-- GOAL --
Pick out every line in the entries below that contains the word "kitchen", matching case exactly, and copy each such line in full.

Annotation data for object locations

___

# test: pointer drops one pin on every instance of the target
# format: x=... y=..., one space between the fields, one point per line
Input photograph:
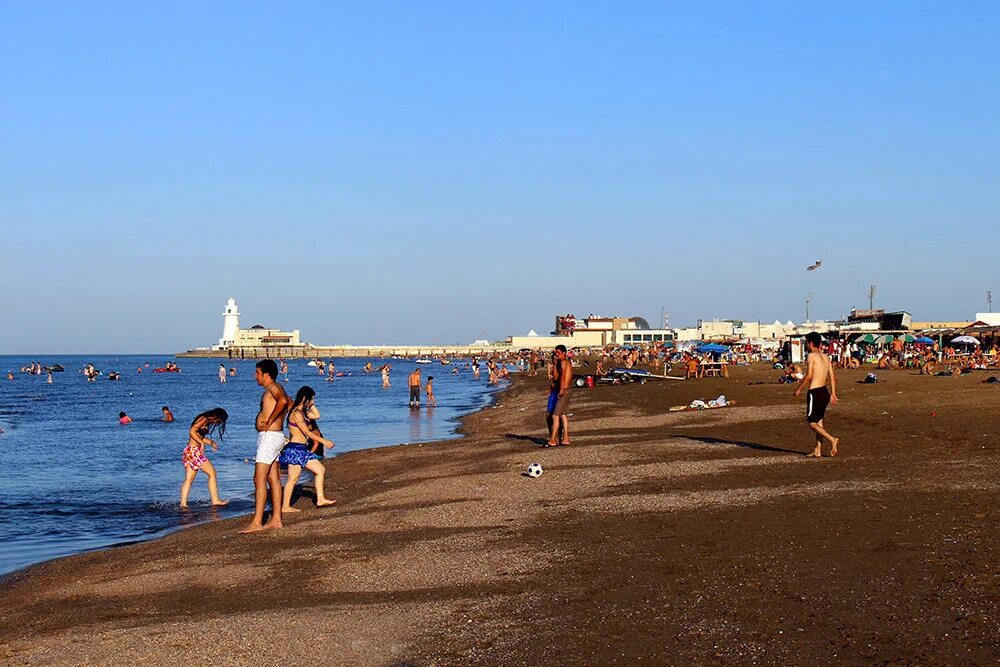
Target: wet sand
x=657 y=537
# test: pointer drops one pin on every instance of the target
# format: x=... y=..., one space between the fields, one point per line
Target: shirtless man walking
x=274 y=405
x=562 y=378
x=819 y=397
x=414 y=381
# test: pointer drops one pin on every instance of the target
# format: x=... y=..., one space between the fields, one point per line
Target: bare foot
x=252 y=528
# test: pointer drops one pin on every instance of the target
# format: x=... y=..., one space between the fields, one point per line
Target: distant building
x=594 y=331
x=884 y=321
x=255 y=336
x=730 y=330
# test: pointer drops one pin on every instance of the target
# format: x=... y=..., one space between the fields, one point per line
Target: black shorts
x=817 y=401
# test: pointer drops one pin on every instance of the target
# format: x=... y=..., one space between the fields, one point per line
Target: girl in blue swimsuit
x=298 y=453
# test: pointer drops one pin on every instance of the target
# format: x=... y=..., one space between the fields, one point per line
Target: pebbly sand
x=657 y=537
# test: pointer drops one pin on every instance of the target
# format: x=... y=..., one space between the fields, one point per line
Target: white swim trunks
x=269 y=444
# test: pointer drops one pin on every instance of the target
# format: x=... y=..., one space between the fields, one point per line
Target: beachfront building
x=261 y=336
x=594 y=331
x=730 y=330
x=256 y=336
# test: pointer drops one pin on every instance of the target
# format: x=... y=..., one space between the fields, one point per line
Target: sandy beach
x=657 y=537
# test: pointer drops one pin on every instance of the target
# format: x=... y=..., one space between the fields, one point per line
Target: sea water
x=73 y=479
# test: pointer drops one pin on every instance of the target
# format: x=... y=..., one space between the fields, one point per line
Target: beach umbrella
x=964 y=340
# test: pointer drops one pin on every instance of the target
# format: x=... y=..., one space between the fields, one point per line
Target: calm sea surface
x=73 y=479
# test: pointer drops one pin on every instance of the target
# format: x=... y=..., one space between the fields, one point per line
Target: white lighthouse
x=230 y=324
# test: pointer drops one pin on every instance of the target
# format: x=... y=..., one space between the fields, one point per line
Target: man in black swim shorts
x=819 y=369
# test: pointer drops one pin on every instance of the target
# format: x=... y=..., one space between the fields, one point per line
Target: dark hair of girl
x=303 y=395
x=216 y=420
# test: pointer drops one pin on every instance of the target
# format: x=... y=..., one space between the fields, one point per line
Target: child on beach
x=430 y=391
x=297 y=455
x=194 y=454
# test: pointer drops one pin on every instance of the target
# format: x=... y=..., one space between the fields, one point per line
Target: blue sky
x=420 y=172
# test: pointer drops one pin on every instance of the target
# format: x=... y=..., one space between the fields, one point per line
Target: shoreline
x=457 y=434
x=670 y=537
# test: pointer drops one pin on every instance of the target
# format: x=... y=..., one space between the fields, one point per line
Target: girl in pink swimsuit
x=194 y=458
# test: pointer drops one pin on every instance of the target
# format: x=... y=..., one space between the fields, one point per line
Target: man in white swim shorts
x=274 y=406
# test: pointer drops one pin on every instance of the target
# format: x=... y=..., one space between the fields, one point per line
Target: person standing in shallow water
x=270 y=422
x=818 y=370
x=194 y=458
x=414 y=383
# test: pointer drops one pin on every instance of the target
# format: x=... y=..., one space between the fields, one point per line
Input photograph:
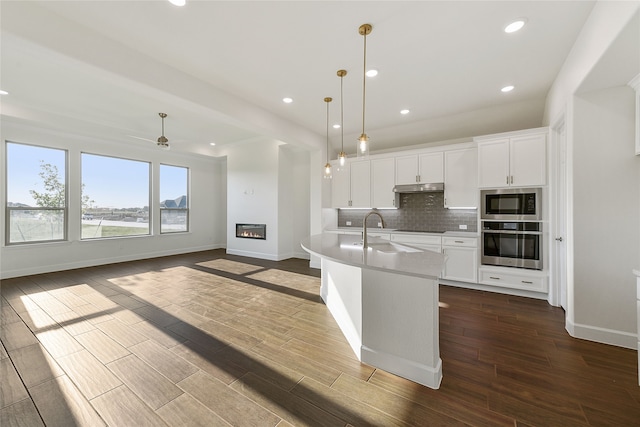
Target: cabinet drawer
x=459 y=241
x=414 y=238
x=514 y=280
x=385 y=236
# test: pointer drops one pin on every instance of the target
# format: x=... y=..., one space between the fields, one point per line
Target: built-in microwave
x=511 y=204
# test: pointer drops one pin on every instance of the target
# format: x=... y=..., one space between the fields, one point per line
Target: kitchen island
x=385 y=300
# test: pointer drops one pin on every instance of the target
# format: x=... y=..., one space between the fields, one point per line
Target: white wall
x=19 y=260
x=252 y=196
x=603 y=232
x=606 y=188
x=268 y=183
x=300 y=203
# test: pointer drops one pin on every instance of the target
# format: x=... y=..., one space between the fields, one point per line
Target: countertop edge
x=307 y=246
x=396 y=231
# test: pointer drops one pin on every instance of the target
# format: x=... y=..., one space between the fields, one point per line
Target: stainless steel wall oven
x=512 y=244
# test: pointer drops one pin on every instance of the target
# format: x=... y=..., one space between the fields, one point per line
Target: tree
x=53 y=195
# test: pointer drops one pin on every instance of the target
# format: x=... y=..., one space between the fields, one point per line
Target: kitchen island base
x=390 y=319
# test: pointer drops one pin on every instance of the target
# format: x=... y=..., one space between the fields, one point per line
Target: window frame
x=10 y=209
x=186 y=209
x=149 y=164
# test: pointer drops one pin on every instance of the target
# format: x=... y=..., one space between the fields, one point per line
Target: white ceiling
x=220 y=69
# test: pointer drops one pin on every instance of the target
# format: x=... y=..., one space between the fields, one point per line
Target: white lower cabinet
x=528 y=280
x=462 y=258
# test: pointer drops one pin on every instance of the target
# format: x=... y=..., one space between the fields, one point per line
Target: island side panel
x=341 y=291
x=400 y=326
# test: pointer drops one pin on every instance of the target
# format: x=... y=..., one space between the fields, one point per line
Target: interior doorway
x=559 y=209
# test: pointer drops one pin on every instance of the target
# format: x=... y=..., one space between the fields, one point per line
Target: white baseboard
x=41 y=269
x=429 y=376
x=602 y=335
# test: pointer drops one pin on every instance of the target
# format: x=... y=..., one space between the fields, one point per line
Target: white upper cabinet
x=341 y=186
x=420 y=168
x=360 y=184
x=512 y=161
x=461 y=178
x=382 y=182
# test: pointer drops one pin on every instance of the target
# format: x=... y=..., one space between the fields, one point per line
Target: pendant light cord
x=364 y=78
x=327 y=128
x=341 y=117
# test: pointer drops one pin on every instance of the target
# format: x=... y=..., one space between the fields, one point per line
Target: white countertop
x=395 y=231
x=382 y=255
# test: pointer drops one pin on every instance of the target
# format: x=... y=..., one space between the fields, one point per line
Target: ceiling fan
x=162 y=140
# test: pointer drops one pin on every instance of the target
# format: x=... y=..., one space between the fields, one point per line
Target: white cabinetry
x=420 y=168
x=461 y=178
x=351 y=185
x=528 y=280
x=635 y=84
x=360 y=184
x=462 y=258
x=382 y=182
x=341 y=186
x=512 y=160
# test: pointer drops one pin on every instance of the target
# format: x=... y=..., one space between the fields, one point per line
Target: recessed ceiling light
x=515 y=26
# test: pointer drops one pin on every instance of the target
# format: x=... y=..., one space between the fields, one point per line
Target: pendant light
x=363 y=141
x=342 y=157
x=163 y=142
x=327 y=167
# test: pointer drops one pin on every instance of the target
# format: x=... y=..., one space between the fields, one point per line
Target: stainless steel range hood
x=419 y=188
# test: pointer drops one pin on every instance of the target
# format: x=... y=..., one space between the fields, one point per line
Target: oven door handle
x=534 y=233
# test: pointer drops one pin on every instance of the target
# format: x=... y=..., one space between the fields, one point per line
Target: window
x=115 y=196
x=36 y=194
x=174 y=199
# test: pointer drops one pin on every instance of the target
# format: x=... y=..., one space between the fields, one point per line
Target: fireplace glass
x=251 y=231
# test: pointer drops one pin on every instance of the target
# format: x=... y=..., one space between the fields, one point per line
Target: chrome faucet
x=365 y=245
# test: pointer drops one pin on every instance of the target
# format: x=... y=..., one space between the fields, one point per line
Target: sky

___

-- COMPLETE OUTPUT --
Target: kitchen island
Target: kitchen island base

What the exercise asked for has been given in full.